■ **Texto**:
___
SHAKESPEARE, SER OU NÃO SER





É antiga a polémica sobre a autoria das peças de Shakespeare. Teria sido seu autor o homem de Stratford-upon-Avon, director de um grupo de teatro mas manifestamente pessoa de pouca cultura, ou, pelo contrário, alguém manifestamente erudito, capaz de conhecer o humanismo renascentista, a Bíblia, e de dispor de uma ampla informação a que o empresário teatral e actor medíocre não teria acesso? Alguns têm mesmo aventado a hipótese de tratar-se de obra colectiva.

Acontece que foi agora traduzido para francês o livro do escritor e editor italiano Lamberto Tassinari John Florio, The Man Who Was Shakespeare, originalmente publicado em italiano em 2008, posteriormente vertido para inglês (2009, 2013) e publicado agora, na edição francesa, com o título John Florio alias Shakespeare.
___
■ **Registos fornecidos**:
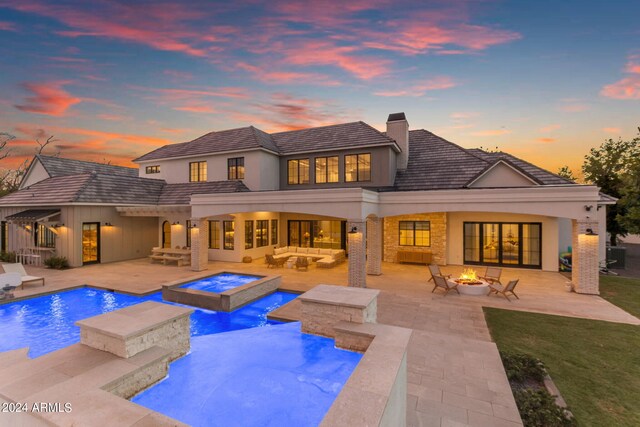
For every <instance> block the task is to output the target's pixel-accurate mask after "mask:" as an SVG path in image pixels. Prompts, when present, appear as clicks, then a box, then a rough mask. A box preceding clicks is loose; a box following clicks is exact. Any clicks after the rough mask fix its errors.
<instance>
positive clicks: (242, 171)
mask: <svg viewBox="0 0 640 427" xmlns="http://www.w3.org/2000/svg"><path fill="white" fill-rule="evenodd" d="M227 179H229V180H232V179H244V157H234V158H231V159H227Z"/></svg>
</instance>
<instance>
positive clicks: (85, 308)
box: [0, 288, 296, 358]
mask: <svg viewBox="0 0 640 427" xmlns="http://www.w3.org/2000/svg"><path fill="white" fill-rule="evenodd" d="M295 297H296V295H294V294H290V293H286V292H275V293H273V294H271V295H268V296H266V297H264V298H262V299H260V300H257V301H254V302H253V303H251V304H248V305H246V306H244V307H242V308H240V309H238V310H236V311H233V312H231V313H225V312H218V311H210V310H203V309H199V308H196V307H190V308H194V310H195V311H194V313H193V314H192V315H191V336H201V335H208V334H216V333H220V332H226V331H233V330H237V329H246V328H255V327H258V326H265V325H269V324H275V323H279V322H273V321H270V320H268V319H267V313H269V312H270V311H272V310H274V309H276V308H278V307H280V306H282V305H284V304H286V303H287V302H289V301H291V300H292V299H294V298H295ZM144 301H157V302H163V303H165V304H173V305H180V304H175V303H171V302H167V301H163V300H162V294H161V293H160V292H157V293H154V294H151V295H148V296H143V297H136V296H131V295H124V294H119V293H114V292H107V291H102V290H97V289H91V288H80V289H74V290H71V291H66V292H59V293H56V294H52V295H45V296H40V297H36V298H31V299H26V300H22V301H17V302H12V303H8V304H0V351H7V350H15V349H18V348H23V347H29V356H30V357H32V358H33V357H38V356H42V355H43V354H46V353H49V352H52V351H55V350H59V349H61V348H64V347H67V346H69V345H71V344H75V343H77V342H79V341H80V328H78V327H77V326H75V325H74V323H75V322H76V321H78V320H81V319H86V318H88V317H92V316H97V315H99V314H103V313H107V312H110V311H113V310H117V309H120V308H124V307H128V306H130V305H133V304H138V303H141V302H144Z"/></svg>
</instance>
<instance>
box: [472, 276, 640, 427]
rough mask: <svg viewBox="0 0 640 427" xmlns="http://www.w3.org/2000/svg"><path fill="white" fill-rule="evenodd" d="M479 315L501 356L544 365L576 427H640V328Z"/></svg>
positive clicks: (615, 281) (621, 326) (590, 321)
mask: <svg viewBox="0 0 640 427" xmlns="http://www.w3.org/2000/svg"><path fill="white" fill-rule="evenodd" d="M615 282H617V281H615ZM608 286H609V284H607V285H605V287H606V288H608ZM612 286H618V285H617V284H614V285H612ZM620 286H626V284H622V285H620ZM616 289H617V291H618V292H619V293H621V291H620V289H626V288H616ZM625 292H626V291H625ZM635 295H636V306H635V307H636V312H635V314H637V313H638V311H637V309H638V306H637V295H638V294H637V293H636V294H635ZM629 299H630V298H624V300H629ZM612 302H613V301H612ZM484 311H485V317H486V319H487V323H488V325H489V329H490V331H491V335H492V337H493V339H494V341H495V342H496V344H497V345H498V348H499V349H500V350H506V351H511V352H520V353H528V354H530V355H533V356H535V357H537V358H539V359H541V360H542V361H543V362H544V364H545V365H546V367H547V370H548V371H549V375H550V376H551V378H553V380H554V382H555V383H556V385H557V386H558V388H559V389H560V392H561V393H562V396H563V397H564V398H565V400H566V401H567V404H568V405H569V409H571V411H572V412H573V413H574V415H575V417H576V420H577V421H578V424H579V425H580V426H598V427H599V426H634V427H636V426H640V326H634V325H624V324H617V323H610V322H602V321H597V320H586V319H575V318H570V317H561V316H551V315H544V314H536V313H525V312H519V311H510V310H500V309H495V308H488V307H487V308H484ZM629 311H631V309H629Z"/></svg>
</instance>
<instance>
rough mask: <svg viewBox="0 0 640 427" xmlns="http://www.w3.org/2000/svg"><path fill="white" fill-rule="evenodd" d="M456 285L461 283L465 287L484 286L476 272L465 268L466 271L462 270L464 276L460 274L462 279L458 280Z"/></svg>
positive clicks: (466, 268)
mask: <svg viewBox="0 0 640 427" xmlns="http://www.w3.org/2000/svg"><path fill="white" fill-rule="evenodd" d="M456 283H460V284H463V285H481V284H482V282H481V281H480V280H478V275H477V274H476V272H475V270H473V269H472V268H465V269H464V270H462V274H460V277H459V278H458V280H456Z"/></svg>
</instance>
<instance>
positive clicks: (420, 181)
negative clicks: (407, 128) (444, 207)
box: [384, 129, 574, 191]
___
■ **Instruções das tarefas**:
A - Passe para inglês esta frase do texto sobre a autoria das peças de Shakespeare: «Alguns têm mesmo aventado a hipótese de tratar-se de obra colectiva.»
B - Segundo o texto sobre a autoria das peças de Shakespeare, em que ano saiu pela primeira vez, em italiano, o livro de Lamberto Tassinari?

■ **Respostas**:
A - Some have even put forward the hypothesis that it is a collective work.

B - Em 2008.